提示文:
小学1年生になったばかりの息子を持つ母親が主人公だ。どこにでもいそうな家族。夫はテニスのプロだったが、今は自分たちのために生きてくれている。彼はかってテニスで世界中を回っていたが、自分の才能に見切りを付けて、今はインストラクターをしている。そんな優しい夫とは当然育児と家事を分担している。そして、彼女はちゃんと仕事もバリバリこなす。何不自由ない理想的な暮らし。何一つ文句のつけようのない日々。だけど、彼女は満たされない。そこには漠然とした不安がある。
自分はあのおぞましい父親と似ているかもしれない。隠されたものが明らかになる。仲の悪い両親に育てられた。権威を振り回し暴力的な父親。彼のいいなりの母親。父は暴力で家族を支配する。小学校の教師をしていた。定年後の今も再任用で働いているが、定年を契機にして妻から離婚を迫られる。二人の子どもたちは当然家を出ている。だから今は一人暮らしだ。そんな父とは関わり合いたくない。離婚した母親は今では再婚して幸せに暮らしている。妹は父親と一切かかわらないで暮らしている。だから、彼には自分しかいない。そんな彼が肺癌になる。やがて死んでいく。
これは父と娘のお話だ。ある家族の物語だ。自分が育った家族のことが、今の幸せな家庭に影をおとす。自分のふたつの家族。最悪な家族を反故にして、自分の理想の家族を作る。でも、そんな今の自分を信じられない。何かが足りない。何かが違う。彼女は父親のガンを通して、自分が避けてきたものと向き合うことになる。最悪だった父親の弱さを自分も引き継いでいる。血のつながりのおぞましさ。それをこの小説はちょっとした不安として描く。事件らしい事件は起こらない。夫は優しいままだし、息子も賢いから、彼女を困らせない。父親だって彼女に迷惑を掛けることなく、死んでいった。
涙をなくしたまま、生きてきた。そんな彼女がちゃんと泣ける日が来るのか。避けてきたものと向き合い、乗り越えられるのか。決して後味のいい小説ではないけど、このなんともいいようのない想いはじんわりと伝わってくる。ここから目を逸らすわけにはいかない。

記録の抜粋:
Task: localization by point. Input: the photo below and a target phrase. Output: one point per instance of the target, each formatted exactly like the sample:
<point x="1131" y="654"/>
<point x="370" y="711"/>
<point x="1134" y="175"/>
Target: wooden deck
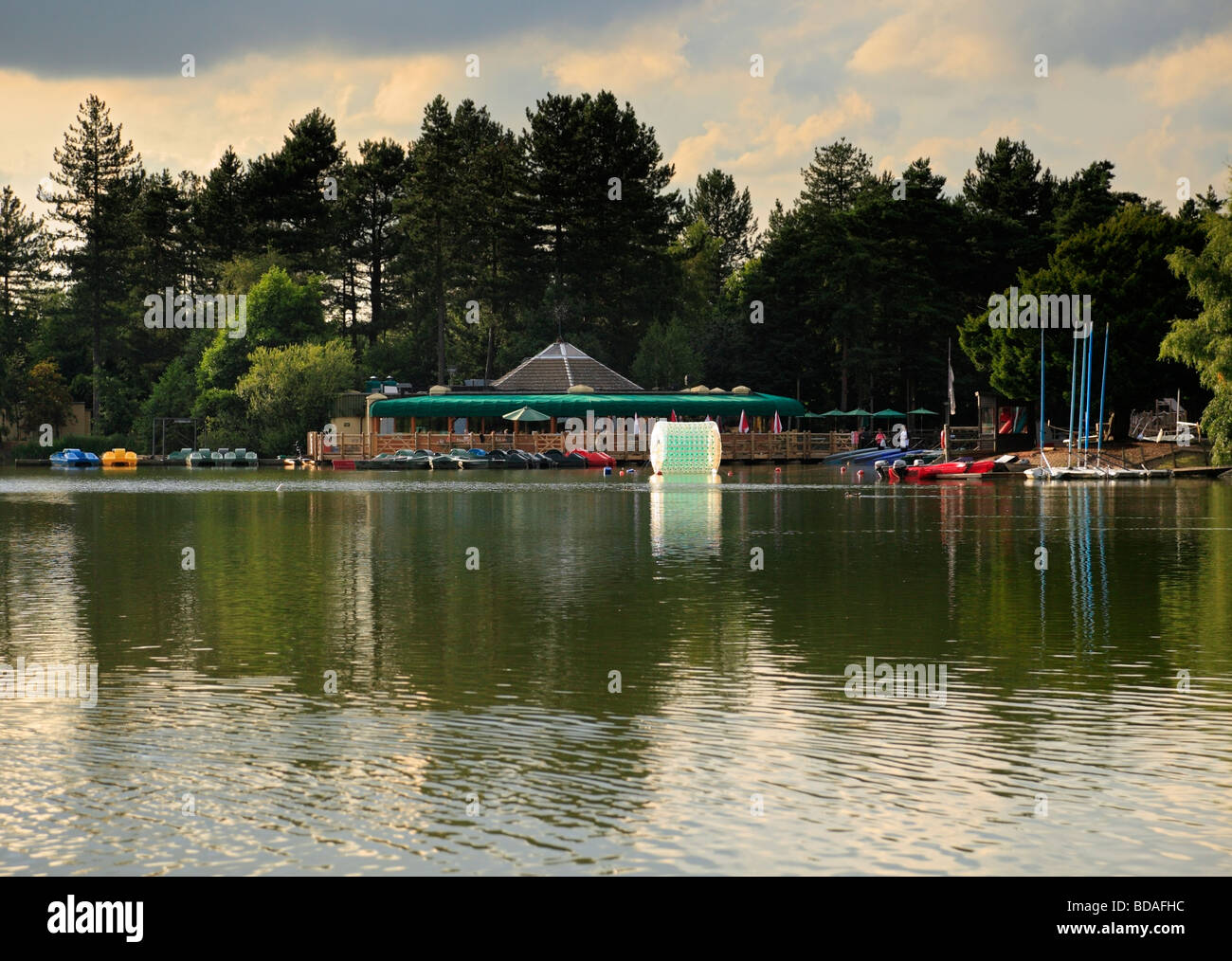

取り組む課題: 提示文によると、主人公の父親はどんな仕事をしていましたか。 上の行は、ここでは使いません。

解答欄: 小学校の教師をしていました。